**Challenge:** Pull every line from the items below that contains the string "water", and copy each one unchanged.

**Dataset extract:**
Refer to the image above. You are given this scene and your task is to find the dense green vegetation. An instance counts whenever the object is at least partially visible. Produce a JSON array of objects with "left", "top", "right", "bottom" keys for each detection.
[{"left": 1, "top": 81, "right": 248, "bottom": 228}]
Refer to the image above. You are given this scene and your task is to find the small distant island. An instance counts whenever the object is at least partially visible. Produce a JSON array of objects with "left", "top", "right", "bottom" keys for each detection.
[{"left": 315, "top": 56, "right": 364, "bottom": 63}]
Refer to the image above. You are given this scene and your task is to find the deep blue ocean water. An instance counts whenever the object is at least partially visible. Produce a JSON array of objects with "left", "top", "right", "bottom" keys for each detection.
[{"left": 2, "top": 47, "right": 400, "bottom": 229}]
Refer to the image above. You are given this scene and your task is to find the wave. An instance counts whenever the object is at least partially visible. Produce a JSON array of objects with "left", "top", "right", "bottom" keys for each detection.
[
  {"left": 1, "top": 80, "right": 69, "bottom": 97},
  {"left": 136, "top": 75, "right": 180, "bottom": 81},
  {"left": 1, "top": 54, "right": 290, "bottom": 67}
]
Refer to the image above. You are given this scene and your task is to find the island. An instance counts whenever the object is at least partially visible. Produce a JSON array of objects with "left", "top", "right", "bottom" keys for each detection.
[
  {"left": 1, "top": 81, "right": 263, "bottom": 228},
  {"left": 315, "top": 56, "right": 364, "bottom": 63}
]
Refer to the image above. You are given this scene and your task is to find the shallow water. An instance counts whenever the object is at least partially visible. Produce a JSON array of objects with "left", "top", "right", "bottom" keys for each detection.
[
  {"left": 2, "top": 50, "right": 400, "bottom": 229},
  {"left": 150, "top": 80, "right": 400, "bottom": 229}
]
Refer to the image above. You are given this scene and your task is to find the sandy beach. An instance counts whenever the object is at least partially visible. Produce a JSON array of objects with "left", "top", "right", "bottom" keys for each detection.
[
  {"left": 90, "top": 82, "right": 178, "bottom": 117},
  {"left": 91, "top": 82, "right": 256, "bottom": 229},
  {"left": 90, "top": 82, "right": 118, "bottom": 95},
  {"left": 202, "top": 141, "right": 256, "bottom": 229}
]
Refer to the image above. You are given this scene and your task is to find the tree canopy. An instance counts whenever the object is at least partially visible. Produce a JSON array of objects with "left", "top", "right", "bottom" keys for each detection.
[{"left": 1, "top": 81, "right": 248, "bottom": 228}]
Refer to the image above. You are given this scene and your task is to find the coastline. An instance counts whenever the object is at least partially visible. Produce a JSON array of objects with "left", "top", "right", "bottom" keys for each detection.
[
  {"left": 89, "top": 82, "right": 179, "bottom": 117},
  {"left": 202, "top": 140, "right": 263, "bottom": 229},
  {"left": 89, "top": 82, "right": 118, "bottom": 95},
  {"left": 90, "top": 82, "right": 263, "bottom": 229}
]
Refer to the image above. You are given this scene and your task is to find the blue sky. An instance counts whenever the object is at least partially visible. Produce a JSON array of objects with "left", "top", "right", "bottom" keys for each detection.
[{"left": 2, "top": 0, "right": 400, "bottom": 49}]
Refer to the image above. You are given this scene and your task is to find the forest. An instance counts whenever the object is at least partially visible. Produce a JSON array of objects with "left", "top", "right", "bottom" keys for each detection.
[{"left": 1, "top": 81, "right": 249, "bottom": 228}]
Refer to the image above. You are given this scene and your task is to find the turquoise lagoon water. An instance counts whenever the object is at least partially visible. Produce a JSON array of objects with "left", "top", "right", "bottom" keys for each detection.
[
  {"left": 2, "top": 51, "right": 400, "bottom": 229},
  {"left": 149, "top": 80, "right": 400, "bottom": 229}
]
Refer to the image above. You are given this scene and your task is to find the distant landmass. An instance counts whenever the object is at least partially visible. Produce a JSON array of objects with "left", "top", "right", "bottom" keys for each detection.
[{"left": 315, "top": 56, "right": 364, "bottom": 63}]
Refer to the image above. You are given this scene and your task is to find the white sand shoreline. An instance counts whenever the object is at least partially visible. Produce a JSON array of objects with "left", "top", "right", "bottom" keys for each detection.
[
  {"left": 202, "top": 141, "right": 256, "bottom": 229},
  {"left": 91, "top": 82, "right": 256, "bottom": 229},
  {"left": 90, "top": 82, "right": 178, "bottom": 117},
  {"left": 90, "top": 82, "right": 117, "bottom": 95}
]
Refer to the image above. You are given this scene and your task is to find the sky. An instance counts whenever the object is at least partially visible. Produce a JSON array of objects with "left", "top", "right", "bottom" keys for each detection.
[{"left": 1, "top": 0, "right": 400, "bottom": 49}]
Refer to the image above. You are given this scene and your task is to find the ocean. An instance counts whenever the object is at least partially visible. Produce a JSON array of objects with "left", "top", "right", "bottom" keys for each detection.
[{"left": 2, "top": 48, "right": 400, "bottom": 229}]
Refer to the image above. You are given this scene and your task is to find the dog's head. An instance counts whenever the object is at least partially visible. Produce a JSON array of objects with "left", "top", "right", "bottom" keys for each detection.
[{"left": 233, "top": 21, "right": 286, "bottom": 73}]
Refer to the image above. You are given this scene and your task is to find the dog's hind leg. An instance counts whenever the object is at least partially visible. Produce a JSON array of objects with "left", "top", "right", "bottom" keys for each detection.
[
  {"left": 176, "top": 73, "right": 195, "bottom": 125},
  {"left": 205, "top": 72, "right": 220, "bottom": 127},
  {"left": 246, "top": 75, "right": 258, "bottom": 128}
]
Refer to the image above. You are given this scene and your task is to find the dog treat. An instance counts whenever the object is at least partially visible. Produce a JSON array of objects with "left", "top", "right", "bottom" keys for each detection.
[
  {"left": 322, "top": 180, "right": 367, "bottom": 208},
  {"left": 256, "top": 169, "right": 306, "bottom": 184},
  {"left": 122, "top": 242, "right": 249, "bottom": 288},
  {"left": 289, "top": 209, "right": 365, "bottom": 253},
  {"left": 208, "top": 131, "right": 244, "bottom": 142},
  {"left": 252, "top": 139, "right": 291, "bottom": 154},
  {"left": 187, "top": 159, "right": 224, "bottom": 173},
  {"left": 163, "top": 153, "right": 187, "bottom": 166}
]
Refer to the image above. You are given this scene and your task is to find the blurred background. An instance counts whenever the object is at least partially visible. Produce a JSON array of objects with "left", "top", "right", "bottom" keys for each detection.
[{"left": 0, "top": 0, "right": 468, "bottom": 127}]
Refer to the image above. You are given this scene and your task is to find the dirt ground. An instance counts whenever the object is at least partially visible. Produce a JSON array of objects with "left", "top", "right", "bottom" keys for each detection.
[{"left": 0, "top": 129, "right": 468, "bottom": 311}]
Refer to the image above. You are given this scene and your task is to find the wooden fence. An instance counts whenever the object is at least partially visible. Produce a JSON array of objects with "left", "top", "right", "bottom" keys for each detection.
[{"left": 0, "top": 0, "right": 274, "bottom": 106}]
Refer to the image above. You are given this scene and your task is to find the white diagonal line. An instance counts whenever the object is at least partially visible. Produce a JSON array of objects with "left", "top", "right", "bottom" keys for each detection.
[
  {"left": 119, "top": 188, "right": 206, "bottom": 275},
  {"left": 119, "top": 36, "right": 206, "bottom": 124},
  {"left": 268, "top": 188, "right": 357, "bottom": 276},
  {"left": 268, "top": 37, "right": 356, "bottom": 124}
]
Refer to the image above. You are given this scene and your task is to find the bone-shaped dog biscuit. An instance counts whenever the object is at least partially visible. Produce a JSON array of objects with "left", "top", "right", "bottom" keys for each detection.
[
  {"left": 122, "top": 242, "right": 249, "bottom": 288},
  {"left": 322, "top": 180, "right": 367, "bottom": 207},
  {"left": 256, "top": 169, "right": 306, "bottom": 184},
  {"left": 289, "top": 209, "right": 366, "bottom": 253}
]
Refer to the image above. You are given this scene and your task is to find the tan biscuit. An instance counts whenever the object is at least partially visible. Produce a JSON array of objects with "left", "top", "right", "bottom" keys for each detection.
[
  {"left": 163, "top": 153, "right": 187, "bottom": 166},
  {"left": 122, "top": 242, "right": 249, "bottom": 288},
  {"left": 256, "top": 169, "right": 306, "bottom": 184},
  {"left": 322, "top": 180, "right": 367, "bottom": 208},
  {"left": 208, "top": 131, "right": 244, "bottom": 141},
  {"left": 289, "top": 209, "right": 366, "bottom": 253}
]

**Response to this exercise:**
Refer to the image above. You are given this scene and your task is to find the deep blue ocean water. An instance counts whenever the object is at least partially visible. Produce a JSON array of objects with "left", "top", "right", "bottom" keys for each detection.
Refer to the image above. You are given this scene and your task is to find the shallow water. An instance counts whenever the object is at least partially visible. Produce a JSON array of objects with "left", "top", "right", "bottom" keys for each detection.
Refer to the image above. You are given this scene and your task is to find the turquoise lagoon water. An instance counts whenever the object is at least partially visible. Produce a JSON array of objects with "left", "top", "right", "bottom" keys for each detection.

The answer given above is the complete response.